#### Excerpt to read:
-------------------------
This also got me thinking. SocialMedian allows you to link several services to your profile, like Twitter and FriendFeed. I believe more is coming as well in the form of FriendFeed and Digg integration. By doing this type of integration, they are not really just a social news site. It is a combination of social news and aggregation or lifestreaming. So, is SocialMedian trying to compete with FriendFeed? I do not think so as they are mostly complementary services at this point. However, by dabbling in lifestreaming and aggregation, the number of their competitors easily doubles.

This brings me to another point. John McCrea of Plaxo had a really interesting point on the lifestreaming and aggregation applications:
"Can the pure-play Social Web Aggregators grow fast and long enough to achieve escape velocity before the big former walled garden services, like Facebook and MySpace, re-invent themselves into true Social Web Aggregators?"
Facebook has their news feeds, but they seem minimally useful right now. FriendFeed has a very good lead on Facebook, but they are still an aggregration service. They really need to start adding functionality to stay ahead. The beta is excellent so far, but is it enough to keep Facebook far behind?

With SocialMedian adding various activity streams, they become a very interesting property. Social news sites do not import activity streams in any way. FriendFeed does not have the voting that social news sites use. SocialMedian has both and they have interesting filtering. I do not see Facebook overtaking FriendFeed any time soon, but there is that possibility. There is no chance that Facebook can move fast enough to catch SocialMedian within the next year.

In the past week, SocialMedian has changed the core of what they are and it is a good thing. Are they a prime target for a buyout, or will they be the next Web darling? I think they would be an interesting purchase for someone looking to get into the news and aggregation space, Google perhaps? I have no power to make them a Web darling, but they are making it hard for people to not notice them.
-------------------------
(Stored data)
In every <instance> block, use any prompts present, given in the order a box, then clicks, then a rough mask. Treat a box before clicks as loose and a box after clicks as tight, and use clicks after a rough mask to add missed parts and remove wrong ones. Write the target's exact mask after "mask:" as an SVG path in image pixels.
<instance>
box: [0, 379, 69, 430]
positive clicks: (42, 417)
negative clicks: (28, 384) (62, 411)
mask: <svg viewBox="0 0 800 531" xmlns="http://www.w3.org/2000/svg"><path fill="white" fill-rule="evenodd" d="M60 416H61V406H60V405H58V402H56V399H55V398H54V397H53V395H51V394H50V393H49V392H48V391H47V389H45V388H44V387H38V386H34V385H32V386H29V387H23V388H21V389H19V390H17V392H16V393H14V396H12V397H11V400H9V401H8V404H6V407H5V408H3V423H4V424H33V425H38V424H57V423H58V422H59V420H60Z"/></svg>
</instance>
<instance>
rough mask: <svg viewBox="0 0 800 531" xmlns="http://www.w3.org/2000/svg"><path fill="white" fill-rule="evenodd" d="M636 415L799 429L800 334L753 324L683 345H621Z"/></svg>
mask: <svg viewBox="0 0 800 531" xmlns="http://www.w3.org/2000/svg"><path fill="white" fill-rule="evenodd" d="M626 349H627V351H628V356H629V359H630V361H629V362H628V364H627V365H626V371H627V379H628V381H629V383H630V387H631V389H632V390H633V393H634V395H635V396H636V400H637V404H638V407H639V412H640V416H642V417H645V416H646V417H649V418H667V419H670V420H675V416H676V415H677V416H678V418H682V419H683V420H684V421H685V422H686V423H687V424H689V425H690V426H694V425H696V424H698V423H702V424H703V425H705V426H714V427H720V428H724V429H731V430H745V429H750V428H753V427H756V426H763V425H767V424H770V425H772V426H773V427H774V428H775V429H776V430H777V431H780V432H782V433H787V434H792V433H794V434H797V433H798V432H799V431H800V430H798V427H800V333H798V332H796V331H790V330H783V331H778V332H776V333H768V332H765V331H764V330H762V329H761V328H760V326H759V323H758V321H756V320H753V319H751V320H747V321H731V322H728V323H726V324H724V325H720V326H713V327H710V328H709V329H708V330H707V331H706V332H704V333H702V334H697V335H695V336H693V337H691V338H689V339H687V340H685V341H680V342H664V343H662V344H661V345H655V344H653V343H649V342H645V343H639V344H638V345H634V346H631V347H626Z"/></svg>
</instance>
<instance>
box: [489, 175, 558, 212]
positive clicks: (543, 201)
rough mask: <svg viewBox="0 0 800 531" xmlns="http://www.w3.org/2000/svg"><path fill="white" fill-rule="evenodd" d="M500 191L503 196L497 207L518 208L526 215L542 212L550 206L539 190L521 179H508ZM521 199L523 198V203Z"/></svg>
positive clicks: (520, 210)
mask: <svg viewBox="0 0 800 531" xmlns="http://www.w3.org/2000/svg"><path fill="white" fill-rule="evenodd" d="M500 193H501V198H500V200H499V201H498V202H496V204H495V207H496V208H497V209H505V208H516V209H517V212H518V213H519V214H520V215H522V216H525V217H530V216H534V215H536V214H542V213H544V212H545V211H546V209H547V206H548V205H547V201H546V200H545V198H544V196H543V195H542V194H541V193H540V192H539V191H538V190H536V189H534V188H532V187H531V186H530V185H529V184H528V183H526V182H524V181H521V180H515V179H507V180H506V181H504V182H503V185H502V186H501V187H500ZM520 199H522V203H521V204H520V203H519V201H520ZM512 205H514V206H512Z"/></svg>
-------------------------
#### Task prompt:
Reproduce the passage from the post about SocialMedian, starting with "This brings me" and going on through "Facebook far behind?".

#### Answer section:
This brings me to another point. John McCrea of Plaxo had a really interesting point on the lifestreaming and aggregation applications:
"Can the pure-play Social Web Aggregators grow fast and long enough to achieve escape velocity before the big former walled garden services, like Facebook and MySpace, re-invent themselves into true Social Web Aggregators?"
Facebook has their news feeds, but they seem minimally useful right now. FriendFeed has a very good lead on Facebook, but they are still an aggregration service. They really need to start adding functionality to stay ahead. The beta is excellent so far, but is it enough to keep Facebook far behind?